§ **Aim of the task**:
Output the following data exactly.

§ **Record excerpts**:
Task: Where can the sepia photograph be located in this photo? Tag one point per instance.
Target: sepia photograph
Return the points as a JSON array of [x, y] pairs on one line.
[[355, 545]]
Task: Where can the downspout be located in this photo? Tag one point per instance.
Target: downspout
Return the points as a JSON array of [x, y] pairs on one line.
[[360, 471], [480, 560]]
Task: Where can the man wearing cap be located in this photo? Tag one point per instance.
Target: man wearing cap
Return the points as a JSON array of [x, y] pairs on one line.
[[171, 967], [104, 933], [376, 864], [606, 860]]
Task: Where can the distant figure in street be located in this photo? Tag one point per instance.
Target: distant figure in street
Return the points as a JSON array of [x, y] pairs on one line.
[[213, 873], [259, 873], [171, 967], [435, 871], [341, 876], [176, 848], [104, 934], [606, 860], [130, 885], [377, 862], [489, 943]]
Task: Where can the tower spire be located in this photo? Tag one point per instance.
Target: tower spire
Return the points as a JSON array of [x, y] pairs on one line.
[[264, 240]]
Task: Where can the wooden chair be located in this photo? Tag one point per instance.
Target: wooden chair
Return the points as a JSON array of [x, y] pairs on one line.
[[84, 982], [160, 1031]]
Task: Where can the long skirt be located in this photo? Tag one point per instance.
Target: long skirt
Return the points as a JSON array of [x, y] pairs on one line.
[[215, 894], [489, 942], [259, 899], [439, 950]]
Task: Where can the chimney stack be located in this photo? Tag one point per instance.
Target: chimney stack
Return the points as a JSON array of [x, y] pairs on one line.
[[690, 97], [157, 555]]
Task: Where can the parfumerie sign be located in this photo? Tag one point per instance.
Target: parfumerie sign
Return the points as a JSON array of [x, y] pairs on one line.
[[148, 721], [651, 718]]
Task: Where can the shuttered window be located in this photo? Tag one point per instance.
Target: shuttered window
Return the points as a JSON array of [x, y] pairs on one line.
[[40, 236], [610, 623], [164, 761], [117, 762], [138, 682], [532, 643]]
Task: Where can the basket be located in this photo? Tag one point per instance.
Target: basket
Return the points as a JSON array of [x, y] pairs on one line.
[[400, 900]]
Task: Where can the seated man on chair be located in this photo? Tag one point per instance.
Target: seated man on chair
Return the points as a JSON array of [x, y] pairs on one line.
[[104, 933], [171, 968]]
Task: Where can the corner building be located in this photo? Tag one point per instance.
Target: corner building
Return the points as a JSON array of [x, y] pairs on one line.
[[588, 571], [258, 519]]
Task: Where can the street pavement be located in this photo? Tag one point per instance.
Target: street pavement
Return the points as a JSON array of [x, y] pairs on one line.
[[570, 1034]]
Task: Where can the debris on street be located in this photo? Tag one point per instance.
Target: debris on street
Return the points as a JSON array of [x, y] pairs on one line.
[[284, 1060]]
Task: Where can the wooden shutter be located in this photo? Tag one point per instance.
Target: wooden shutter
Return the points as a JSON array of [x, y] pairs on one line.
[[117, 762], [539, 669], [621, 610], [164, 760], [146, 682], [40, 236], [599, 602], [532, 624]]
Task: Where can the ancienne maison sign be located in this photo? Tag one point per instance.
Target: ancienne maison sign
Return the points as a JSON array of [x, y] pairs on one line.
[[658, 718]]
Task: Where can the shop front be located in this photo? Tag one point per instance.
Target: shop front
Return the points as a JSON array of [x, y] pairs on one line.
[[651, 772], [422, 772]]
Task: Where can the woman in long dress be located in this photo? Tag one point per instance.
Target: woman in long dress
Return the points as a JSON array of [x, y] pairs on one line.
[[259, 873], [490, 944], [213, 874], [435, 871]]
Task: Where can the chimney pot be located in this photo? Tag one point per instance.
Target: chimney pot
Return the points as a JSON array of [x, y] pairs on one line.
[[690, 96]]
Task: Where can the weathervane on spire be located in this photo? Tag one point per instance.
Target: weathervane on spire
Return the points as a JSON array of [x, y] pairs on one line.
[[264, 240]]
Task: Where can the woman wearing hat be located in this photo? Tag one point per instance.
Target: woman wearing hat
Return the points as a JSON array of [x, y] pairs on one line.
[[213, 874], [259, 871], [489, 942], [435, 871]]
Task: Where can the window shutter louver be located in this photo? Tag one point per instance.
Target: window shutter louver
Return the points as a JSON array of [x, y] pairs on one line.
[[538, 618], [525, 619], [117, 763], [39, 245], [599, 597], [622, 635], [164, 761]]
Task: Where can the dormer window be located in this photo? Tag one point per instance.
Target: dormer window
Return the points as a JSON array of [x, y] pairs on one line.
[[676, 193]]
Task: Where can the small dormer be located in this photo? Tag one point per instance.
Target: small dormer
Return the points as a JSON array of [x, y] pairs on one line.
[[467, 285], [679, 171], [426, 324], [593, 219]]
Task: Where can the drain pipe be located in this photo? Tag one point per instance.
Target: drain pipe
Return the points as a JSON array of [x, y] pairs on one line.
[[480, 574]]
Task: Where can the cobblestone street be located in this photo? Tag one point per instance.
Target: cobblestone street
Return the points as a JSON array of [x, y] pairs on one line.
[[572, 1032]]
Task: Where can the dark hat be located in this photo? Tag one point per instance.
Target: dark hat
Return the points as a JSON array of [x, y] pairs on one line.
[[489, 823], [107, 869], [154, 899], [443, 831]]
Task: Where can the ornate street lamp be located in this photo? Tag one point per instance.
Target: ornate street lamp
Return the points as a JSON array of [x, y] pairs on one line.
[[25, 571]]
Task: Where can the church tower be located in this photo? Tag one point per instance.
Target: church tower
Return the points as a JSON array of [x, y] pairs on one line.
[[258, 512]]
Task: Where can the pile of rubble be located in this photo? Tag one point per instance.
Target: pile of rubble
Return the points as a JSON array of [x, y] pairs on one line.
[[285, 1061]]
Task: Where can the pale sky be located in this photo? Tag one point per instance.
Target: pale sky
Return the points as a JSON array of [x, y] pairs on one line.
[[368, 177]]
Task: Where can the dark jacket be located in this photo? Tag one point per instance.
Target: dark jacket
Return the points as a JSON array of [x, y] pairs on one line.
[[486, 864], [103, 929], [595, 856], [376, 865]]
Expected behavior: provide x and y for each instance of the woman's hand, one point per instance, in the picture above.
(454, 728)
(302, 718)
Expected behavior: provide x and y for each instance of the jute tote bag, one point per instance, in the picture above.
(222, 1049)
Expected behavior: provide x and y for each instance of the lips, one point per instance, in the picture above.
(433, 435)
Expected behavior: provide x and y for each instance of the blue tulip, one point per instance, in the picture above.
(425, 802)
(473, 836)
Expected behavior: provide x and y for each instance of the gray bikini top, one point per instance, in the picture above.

§ **Solved exercise**:
Task: Where can the sepia photograph be located in this photo? Tag one point per instance.
Target: sepia photograph
Return the points as a JSON array of [x, y] pairs on one line.
[[355, 545]]
Task: Where can the downspout be located in this photo? Tag one point per instance.
Target: downspout
Return the points as a JSON array of [x, y] pairs on one line.
[[360, 471], [480, 560]]
Task: Where can the man wearing cap be located in this photo? Tag one point per instance.
Target: man wearing cap
Return the points as a JSON array of [x, y] pairs on one line.
[[171, 967], [104, 933], [376, 864], [606, 860]]
Task: Where can the distant figure in street be located in this photo? Tag one point per instance.
Target: distant figure in street
Return the points as a JSON array of [x, y] pairs on one line.
[[213, 873], [259, 873], [171, 967], [435, 871], [341, 876], [176, 848], [104, 934], [606, 860], [130, 885], [377, 862], [489, 943]]
Task: Where can the tower spire be located in this photo? Tag one point per instance.
Target: tower spire
Return the points as a JSON array of [x, y] pairs on one line.
[[264, 240]]
Task: Where can the wooden chair be located in this photo? Tag one point per instance.
Target: wooden chair
Return the points as a JSON array of [x, y] pairs on one line.
[[84, 982], [160, 1031]]
Task: Where can the long skirt be located in this photo? Tag one point per instance.
Target: long skirt
Return the points as a JSON array of [x, y] pairs on one line.
[[215, 894], [489, 942], [259, 899], [439, 950]]
Task: Where can the chimney stack be located in this photo? Tag one point per instance.
Target: chimney stack
Return the points as a JSON array of [x, y] pairs on one line.
[[690, 97], [157, 555]]
Task: Where can the parfumerie sign be located in this photo? Tag one point per instance.
Target: parfumerie sign
Return the points as a JSON array of [x, y] pairs on one line.
[[148, 721], [651, 718]]
Task: Where can the shuttered window be located in this photo? Tag one point per instance.
Target: shuttered window
Return the points as a JSON array of [x, y] pairs on one line.
[[40, 236], [610, 623], [164, 761], [117, 762], [138, 682], [532, 643]]
Task: Where can the basket be located in this photo? Tag one point per instance.
Target: basket
Return the points as a JSON array of [x, y] pairs on one line.
[[400, 900]]
Task: Where can the seated man on chair be located in this photo? Tag one point per instance.
Target: seated man on chair
Return the points as a JSON array of [x, y] pairs on one line.
[[104, 933], [171, 968]]
Task: Where can the corner building be located in this photo? Tag one point per instance.
Target: corner building
Return the points as a JSON array of [x, y] pairs on one line.
[[588, 571], [258, 519]]
Task: Where can the street pavement be located in this photo? Tag one point per instance.
Target: street pavement
Return the points as a JSON array of [x, y] pairs on one line.
[[570, 1034]]
Task: Where can the debris on street be located in this photo? Tag one point per instance.
Target: debris on street
Return the points as a JSON array of [x, y] pairs on one line.
[[284, 1060]]
Task: Where can the wooden shutter be located in this photo? Tag one point per instance.
Target: wooden shutter
Return the points as a JSON array of [x, y] pairs on one line.
[[117, 762], [539, 669], [621, 610], [164, 760], [146, 682], [40, 236], [599, 602], [532, 624]]
Task: Where can the ancienne maison sign be located in this photo? Tag one point per instance.
Target: ancienne maison sign
Return the points as a JSON array of [x, y] pairs on one line.
[[658, 718]]
Task: Where can the shop front be located in this photo? Tag one point per instance.
Target: shop front
Return the points as a JSON array of [x, y] pairs on one line.
[[651, 772], [422, 772]]
Task: Where can the woman in long dress be located in this photo? Tag one point per instance.
Target: woman in long dress
Return the points as a JSON array of [x, y] pairs on one line.
[[259, 873], [490, 944], [213, 874], [435, 871]]
Task: Where can the chimney pot be located in this photo? Tag one point per instance.
Target: chimney pot
Return the points as a JSON array of [x, y] pairs on one line.
[[690, 96]]
Task: Where can the weathervane on spire be located in this photo? Tag one point per instance.
Target: weathervane on spire
Return the points as a JSON array of [x, y] pairs on one line.
[[264, 240]]
Task: Where can the woman wearing hat be located in this photo? Tag one point per instance.
Target: woman wearing hat
Return the points as a JSON array of [x, y] pairs on one line.
[[213, 874], [259, 871], [489, 942], [435, 871]]
Task: Where can the window shutter louver be located in this photo? Tag one point per instance.
Target: window shutter louver
Return the points as a JSON array of [x, y] pairs on one line.
[[538, 618], [525, 619], [117, 763], [39, 245], [599, 597], [622, 635], [164, 761]]
Task: Where can the dormer window be located in this photo? Tag one point per instance.
Target: dormer window
Return the points as a JSON array of [x, y] pairs on one line.
[[676, 193]]
Task: Where can the small dormer be located in this photo? Tag one point per instance.
Target: small dormer
Return the points as a JSON array of [x, y] pairs on one line.
[[467, 285], [679, 171], [426, 324], [593, 219]]
Task: Where can the drain pipe be located in this photo? Tag one point per instance.
Target: drain pipe
Return the points as a JSON array of [x, y] pairs on one line.
[[480, 574]]
Task: Where can the cobblestone street be located in this photo? Tag one point per instance.
Target: cobblestone street
Return the points as a JSON array of [x, y] pairs on one line.
[[572, 1032]]
Task: Where can the dark hat be located in this photo? Tag one point per instance.
Target: dark hat
Return the points as a JSON array of [x, y] pairs on one line.
[[489, 823], [107, 869], [154, 899], [443, 831]]
Task: Where can the ornate street lamp be located in this photo? Tag one point per instance.
Target: ornate street lamp
Return the points as a JSON array of [x, y] pairs on one line.
[[25, 571]]
Task: Where can the church tower be located in this photo? Tag one point per instance.
Target: church tower
Return the points as a JSON array of [x, y] pairs on one line.
[[258, 512]]
Task: Where can the pile of rubble be located in this photo? Tag one point per instance.
Target: pile of rubble
Return the points as a JSON array of [x, y] pairs on one line.
[[285, 1061]]
Task: Where can the pale sky be located in this photo? Tag one point per instance.
Target: pale sky
Return the points as a JSON array of [x, y] pairs on one line.
[[368, 177]]
Task: Where can the dark jacket be located in this photo? Tag one point per instance.
Target: dark jacket
Return the points as a JSON array of [x, y] pairs on one line.
[[486, 864], [103, 929], [595, 856], [376, 865]]
Expected behavior: provide x and y for each instance of the woman's hand, one point per instance, in the picture above.
(454, 728)
(302, 718)
Expected behavior: provide x and y for each instance of the jute tote bag, one point per instance, in the picture above.
(222, 1049)
Expected behavior: provide x and y for each instance of the lips, one point per instance, in the picture above.
(433, 435)
Expected behavior: provide x and y for each instance of the blue tulip, one point per instance, in the picture above.
(425, 802)
(473, 836)
Expected behavior: provide x and y for each instance of the gray bikini top, one point per instance, in the picture above.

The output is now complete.